Start of TEXT SHOWN

Catalonia makes less tests, but also reduces the percentage of positive results

All indicators point to fewer infections

G.g.g.
3 min
Cap Gran Sol de Badalona

Santa Coloma de GramenetCatalonia has not yet left the epidemiological danger zone, since it began the lifting of restrictions with fairly high indicators. However, it has managed to bend the infection curve. Despite the fact that fewer tests are done every week than in the past, its positivity rate - the number of tests that are positive in relation to the total number of tests done - is also falling at a good pace: "The fact that both indicators are falling is a sign of peace of mind", says the physicist and researcher from the Computational Biology and Complex Systems Group at the UPC, Clara Prats.

End of TEXT SHOWN
Start of SOURCE INFORMATION

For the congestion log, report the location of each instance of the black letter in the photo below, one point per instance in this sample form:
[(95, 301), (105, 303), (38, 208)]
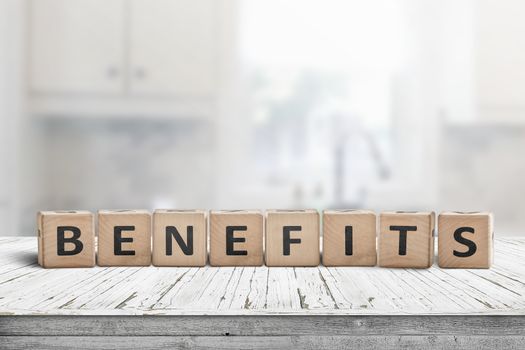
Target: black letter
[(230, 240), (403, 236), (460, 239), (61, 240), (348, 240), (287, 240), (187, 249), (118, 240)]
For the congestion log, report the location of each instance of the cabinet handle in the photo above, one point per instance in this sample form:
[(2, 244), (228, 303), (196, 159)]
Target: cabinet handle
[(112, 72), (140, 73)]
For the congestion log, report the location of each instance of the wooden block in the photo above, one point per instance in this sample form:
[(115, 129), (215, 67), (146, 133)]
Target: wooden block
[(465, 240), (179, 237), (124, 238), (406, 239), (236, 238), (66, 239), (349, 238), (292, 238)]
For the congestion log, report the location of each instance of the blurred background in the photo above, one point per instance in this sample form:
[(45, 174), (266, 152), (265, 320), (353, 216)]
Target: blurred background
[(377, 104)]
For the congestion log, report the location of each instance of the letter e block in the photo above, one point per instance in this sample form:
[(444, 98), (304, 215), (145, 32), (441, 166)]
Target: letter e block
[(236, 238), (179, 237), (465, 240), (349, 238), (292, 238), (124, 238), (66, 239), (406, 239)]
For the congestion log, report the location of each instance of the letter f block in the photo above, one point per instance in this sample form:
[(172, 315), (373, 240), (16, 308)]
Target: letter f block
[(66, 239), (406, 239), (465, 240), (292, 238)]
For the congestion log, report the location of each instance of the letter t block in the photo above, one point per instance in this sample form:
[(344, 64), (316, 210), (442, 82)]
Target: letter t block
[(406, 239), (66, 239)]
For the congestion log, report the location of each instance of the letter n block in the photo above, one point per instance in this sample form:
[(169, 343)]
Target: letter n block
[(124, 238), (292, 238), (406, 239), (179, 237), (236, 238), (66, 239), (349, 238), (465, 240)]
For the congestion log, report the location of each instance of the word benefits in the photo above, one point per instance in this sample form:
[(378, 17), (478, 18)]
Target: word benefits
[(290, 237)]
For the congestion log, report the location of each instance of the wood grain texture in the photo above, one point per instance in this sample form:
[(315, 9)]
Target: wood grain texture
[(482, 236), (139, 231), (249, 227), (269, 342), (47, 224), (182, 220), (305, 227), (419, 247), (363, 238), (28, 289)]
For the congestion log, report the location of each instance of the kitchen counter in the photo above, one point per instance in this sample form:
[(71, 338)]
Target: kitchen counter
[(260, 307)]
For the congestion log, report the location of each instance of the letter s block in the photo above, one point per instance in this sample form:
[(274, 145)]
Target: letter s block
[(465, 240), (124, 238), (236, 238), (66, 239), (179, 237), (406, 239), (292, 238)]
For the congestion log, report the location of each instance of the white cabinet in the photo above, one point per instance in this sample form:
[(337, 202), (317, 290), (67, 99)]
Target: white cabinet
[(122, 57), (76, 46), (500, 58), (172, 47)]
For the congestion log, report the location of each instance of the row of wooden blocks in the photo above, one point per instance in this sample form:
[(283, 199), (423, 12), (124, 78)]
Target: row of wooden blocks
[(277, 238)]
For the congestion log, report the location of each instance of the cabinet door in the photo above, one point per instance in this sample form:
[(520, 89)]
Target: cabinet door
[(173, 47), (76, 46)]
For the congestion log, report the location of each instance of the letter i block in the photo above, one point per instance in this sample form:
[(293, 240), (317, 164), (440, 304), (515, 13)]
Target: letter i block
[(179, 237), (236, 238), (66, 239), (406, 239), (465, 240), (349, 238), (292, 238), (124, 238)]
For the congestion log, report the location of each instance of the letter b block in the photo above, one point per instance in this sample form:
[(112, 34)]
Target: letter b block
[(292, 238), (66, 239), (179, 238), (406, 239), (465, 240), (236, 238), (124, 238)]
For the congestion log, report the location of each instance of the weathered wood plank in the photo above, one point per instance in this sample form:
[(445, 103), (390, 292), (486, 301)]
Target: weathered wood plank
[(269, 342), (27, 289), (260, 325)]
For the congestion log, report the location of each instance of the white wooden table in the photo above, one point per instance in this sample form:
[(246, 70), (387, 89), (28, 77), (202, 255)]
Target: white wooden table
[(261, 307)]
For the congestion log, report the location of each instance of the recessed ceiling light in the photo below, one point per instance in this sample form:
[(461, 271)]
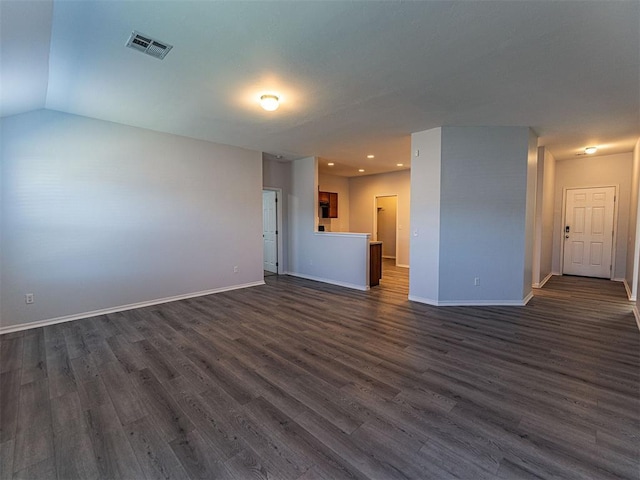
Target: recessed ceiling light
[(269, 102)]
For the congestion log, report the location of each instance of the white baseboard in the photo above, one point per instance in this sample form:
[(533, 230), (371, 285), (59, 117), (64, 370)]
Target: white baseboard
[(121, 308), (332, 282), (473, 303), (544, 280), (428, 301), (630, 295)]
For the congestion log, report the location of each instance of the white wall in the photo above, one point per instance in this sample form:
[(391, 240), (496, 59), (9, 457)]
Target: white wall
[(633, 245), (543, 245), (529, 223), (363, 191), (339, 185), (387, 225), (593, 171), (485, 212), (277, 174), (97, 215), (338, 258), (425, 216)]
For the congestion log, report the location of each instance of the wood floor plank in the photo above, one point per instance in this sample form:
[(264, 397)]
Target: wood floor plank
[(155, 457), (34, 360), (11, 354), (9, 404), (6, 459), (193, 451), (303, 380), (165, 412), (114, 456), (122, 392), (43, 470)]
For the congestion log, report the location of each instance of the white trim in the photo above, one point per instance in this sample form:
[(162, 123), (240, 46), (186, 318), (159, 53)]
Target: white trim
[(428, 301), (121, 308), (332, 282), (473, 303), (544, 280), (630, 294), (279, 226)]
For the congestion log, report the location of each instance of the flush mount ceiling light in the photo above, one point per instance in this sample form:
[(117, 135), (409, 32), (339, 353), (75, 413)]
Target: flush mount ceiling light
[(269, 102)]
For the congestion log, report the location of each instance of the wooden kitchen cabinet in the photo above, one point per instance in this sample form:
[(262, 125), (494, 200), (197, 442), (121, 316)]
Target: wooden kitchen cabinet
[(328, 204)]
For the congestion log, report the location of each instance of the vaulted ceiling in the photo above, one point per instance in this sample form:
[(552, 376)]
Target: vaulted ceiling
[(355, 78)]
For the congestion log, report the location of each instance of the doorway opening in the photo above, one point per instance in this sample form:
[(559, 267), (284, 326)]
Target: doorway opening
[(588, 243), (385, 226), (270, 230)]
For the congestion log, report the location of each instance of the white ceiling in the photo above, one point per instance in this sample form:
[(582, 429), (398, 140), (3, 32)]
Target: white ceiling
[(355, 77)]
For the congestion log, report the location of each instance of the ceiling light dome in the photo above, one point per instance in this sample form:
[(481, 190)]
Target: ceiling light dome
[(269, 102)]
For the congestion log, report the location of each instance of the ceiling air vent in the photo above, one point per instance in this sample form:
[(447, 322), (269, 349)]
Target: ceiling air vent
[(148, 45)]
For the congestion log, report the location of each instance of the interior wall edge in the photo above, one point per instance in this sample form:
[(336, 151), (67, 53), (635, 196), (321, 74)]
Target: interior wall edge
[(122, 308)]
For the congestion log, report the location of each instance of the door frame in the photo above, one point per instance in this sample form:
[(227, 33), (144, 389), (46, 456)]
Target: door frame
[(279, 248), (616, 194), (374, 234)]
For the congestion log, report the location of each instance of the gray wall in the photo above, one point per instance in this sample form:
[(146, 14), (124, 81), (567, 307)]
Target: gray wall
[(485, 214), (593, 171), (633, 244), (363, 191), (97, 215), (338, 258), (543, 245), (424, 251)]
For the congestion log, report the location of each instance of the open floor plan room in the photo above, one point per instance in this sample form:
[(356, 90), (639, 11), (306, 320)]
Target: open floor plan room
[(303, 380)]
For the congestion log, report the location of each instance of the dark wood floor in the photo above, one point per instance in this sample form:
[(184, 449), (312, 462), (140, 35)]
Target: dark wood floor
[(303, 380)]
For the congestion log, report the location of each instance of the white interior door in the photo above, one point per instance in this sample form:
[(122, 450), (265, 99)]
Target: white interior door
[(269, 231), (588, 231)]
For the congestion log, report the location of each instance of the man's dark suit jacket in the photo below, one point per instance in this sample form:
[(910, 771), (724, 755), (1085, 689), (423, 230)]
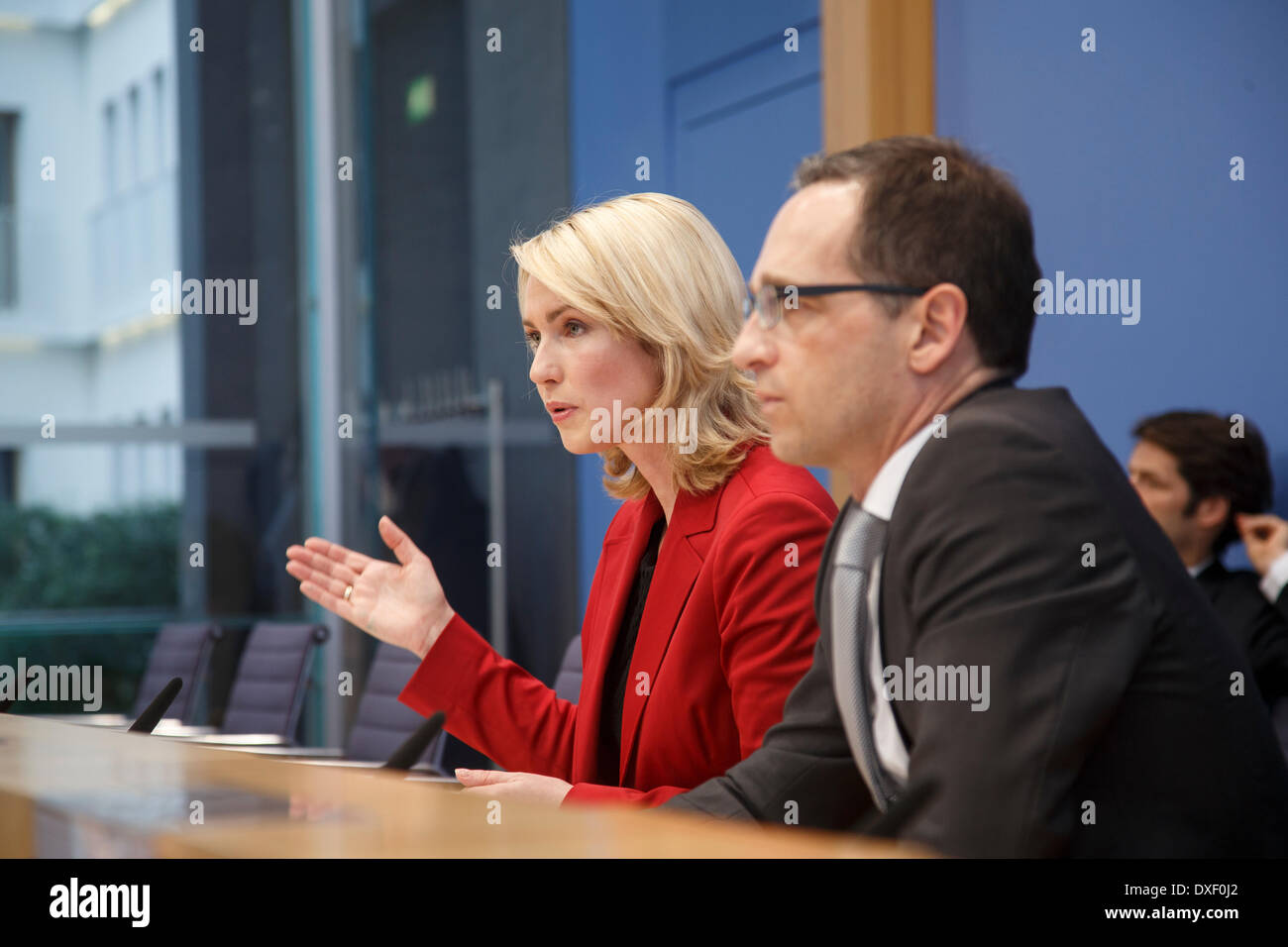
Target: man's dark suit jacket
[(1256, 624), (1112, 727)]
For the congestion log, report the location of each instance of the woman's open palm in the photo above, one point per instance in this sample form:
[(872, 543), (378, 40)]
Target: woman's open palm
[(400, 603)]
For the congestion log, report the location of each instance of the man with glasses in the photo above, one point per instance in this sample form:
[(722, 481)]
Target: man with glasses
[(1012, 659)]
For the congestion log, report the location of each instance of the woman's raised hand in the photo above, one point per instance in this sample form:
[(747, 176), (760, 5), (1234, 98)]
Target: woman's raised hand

End of SOURCE INFORMATION

Continue the news article above about Catalonia's falling test numbers and positivity rate, starting right after its last sentence.

Since July, more than 2.5 million tests have been performed in Catalonia to diagnose new infections. Half of them, between October and November, were done at the height of the second wave. Even so, throughout the last month figures have progressively decreased, and, if on October 21st almost 280,000 tests were being done every week, now 176,500 are being performed - 36% less. The Secretary of Public Health, Josep Maria Argimon, attributes this to the slowdown of the pandemic. "When did we do more tests? Logically, during the second wave, since there were many cases and many infections that had to be detected, which ended up arriving at primary healthcare centres or hospital emergency wards", he explains.

Between November 17th and November 23rd, according to the updated data that avoid the reporting delay, 176,500 tests have been done. On the previous week (10-16 November), 207,500 tests were performed, while 14 days earlier (3-9 November), 257,000 tests were performed. According to the Health Department, this reduction is only due to the fact that the spread of the virus has been delayed and there are fewer infections to detect. In fact, the number of new infections has been falling by an average of 35% each week, despite having antigen tests available for health centres and, at the same time, more laboratory capacity has been released.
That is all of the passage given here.